STORED ROWS:
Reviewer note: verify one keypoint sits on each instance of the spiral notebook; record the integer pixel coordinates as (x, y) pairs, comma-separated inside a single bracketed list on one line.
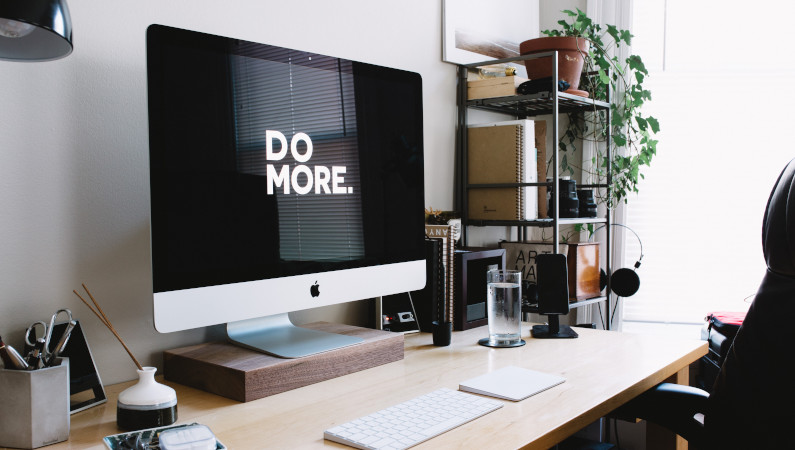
[(511, 383), (502, 152)]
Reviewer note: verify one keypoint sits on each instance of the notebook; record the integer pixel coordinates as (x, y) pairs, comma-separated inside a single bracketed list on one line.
[(502, 152), (511, 383)]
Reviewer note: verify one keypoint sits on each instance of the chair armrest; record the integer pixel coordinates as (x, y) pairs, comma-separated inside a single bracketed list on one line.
[(673, 406)]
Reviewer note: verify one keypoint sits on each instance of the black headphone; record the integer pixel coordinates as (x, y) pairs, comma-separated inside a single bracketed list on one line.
[(624, 282)]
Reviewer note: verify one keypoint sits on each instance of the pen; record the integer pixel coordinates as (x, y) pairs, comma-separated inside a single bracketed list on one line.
[(61, 342), (12, 360), (35, 358)]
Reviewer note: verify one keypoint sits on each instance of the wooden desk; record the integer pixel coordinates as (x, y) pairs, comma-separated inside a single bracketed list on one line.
[(603, 369)]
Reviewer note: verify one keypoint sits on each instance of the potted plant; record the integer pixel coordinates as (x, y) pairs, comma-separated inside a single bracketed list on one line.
[(630, 130)]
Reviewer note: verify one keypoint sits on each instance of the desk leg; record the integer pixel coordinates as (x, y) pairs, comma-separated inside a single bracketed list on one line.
[(657, 437)]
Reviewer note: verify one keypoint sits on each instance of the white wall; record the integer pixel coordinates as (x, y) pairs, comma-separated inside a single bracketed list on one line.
[(73, 152)]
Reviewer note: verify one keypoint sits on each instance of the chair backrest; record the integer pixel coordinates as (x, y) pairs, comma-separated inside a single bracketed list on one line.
[(755, 383)]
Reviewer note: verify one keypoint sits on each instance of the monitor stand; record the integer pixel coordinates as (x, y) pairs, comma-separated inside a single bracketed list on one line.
[(276, 335), (554, 330)]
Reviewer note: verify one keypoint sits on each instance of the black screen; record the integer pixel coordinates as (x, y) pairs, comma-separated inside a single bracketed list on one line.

INSTRUCTIONS TO FOLLOW: Please output, as a numbered list with blank lines omitted, the part of the entries above that opens with the line containing "of the potted" and closes with the line containing "[(755, 383)]", both of those lines included.

ANSWER IN FULL:
1. Reviewer note: verify one keypoint sits on each instance of the potted plant; record the integer pixel coordinates as (x, y) pairs, comma-separated inside a single bracketed list on one line.
2. [(630, 130)]
3. Reviewer note: verify one keypoint sits on each instance of the desk leg; record the integer pixel coordinates as (x, y) pairs, comma-separated inside a single bracketed list on one line.
4. [(657, 437)]
5. Reviewer note: verify one keypoint sits on each instance of the white wall; record the integer pixel coordinates as (x, y) pairs, comma-separated inside a single bracketed list on one line.
6. [(73, 152)]
7. Reviewer note: verify one keypoint sits on each instance of the chair backrest; record the integer pixel coordinates as (x, y) pairs, comma-separated inside a single bracketed list on one line.
8. [(755, 383)]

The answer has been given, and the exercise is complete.